Podany fragment:
□ □ □ □

Od razu warto zaznaczyć, to nie jest to pełna lista obowiązków. Pewne obowiązki są bowiem ściśle związane z daną branżą, charakterem Waszego biznesu, jego skalą, zatrudnieniem itd. Obowiązki wymienione przez nas, są raczej z kategorii tych podstawowych. Zależało nam, aby przedstawić te najbardziej uniwersalne, które występują niemal w każdym przypadku. Te, których każdy przedsiębiorca musi być świadom i oczywiście je wypełniać. Jakie to obowiązki?

Obowiązek rejestracyjny przedsiębiorcy

Jednym z podstawowych obowiązków przedsiębiorców jest dokonanie wpisu do odpowiedniego rejestru. W przypadku przedsiębiorców będących osobami fizycznymi będzie to Centralna Ewidencja i Informacja o Działalności Gospodarczej (CEiDG), jeśli przedsiębiorcą jest osoba prawna albo jednostka organizacyjna niebędąca osobą prawną, właściwy będzie rejestr przedsiębiorców w Krajowym Rejestrze Sądowym. Nie każdą działalność musicie zgłaszać i rejestrować. Całkiem niedawno pisaliśmy o działalności nierejestrowanej, jeśli nie widzieliście tego wpisu, nie wiecie dokładnie na czym to polega, zachęcam do lektury.

□ □ □ □

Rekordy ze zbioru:
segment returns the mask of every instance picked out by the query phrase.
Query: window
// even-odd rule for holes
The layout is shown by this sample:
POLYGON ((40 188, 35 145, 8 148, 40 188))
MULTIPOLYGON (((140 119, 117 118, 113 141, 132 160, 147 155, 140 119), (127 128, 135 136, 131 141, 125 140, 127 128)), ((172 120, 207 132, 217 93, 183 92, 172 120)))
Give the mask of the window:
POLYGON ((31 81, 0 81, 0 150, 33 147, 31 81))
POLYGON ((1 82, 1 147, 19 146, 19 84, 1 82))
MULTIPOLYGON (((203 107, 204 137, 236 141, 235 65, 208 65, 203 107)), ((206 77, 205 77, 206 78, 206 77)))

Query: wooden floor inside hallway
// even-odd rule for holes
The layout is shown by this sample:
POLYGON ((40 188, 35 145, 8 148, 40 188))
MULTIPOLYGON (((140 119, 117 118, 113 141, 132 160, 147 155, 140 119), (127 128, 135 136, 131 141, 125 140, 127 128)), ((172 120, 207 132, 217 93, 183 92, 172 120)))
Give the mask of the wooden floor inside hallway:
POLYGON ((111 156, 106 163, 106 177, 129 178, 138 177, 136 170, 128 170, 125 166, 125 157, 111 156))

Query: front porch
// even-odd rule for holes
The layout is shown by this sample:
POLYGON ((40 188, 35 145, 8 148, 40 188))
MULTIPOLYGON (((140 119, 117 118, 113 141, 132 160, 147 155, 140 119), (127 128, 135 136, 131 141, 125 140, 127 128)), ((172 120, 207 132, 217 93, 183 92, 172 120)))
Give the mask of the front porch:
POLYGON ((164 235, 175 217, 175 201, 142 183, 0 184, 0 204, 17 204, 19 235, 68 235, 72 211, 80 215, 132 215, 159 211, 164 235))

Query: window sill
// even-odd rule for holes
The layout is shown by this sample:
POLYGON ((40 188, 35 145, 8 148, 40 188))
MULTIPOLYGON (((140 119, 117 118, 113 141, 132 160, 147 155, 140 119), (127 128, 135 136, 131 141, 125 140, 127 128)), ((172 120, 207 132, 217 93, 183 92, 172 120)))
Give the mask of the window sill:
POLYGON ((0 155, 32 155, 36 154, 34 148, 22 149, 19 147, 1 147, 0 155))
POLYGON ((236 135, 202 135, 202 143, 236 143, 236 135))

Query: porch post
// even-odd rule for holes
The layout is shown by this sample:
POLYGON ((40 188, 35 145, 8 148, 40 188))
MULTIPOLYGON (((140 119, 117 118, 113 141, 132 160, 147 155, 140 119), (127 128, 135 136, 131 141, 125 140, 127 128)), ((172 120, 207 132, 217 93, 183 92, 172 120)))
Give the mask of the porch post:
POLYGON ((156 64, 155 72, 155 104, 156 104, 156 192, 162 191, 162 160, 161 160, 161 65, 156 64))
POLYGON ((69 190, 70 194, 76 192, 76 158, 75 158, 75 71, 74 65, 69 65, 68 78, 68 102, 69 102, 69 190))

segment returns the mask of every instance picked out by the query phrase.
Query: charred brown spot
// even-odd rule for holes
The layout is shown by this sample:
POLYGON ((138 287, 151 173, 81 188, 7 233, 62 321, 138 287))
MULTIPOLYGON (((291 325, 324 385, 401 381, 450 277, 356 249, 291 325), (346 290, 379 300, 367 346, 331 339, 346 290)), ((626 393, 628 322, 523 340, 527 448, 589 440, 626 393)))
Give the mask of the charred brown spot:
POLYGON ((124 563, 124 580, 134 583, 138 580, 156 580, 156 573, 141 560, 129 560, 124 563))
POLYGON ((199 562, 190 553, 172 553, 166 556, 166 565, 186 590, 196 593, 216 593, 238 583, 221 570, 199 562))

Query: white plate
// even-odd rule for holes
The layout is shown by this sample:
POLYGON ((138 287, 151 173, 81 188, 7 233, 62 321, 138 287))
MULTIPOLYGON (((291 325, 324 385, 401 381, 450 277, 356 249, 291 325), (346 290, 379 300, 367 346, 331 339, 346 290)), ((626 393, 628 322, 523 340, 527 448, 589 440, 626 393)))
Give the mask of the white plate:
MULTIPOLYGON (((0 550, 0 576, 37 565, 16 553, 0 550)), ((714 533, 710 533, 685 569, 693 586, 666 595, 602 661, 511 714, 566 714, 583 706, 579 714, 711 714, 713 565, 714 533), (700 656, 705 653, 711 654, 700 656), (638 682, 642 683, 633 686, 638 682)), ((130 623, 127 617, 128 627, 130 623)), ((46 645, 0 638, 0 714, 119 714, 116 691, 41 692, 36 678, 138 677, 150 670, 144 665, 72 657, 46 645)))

□ □ □ □

Cel zadania:
Odpowiedz krótko na pytania do fragmentu o obowiązkach przedsiębiorcy:
(a) Do jakiej kategorii należą obowiązki wymienione przez autorów?
(b) W jakim rejestrze dokonuje wpisu przedsiębiorca będący osobą fizyczną?
(c) Który rejestr jest właściwy, gdy przedsiębiorcą jest osoba prawna?

Poprawna odpowiedź:
(a) Do kategorii obowiązków podstawowych.
(b) W Centralnej Ewidencji i Informacji o Działalności Gospodarczej (CEiDG).
(c) Rejestr przedsiębiorców w Krajowym Rejestrze Sądowym.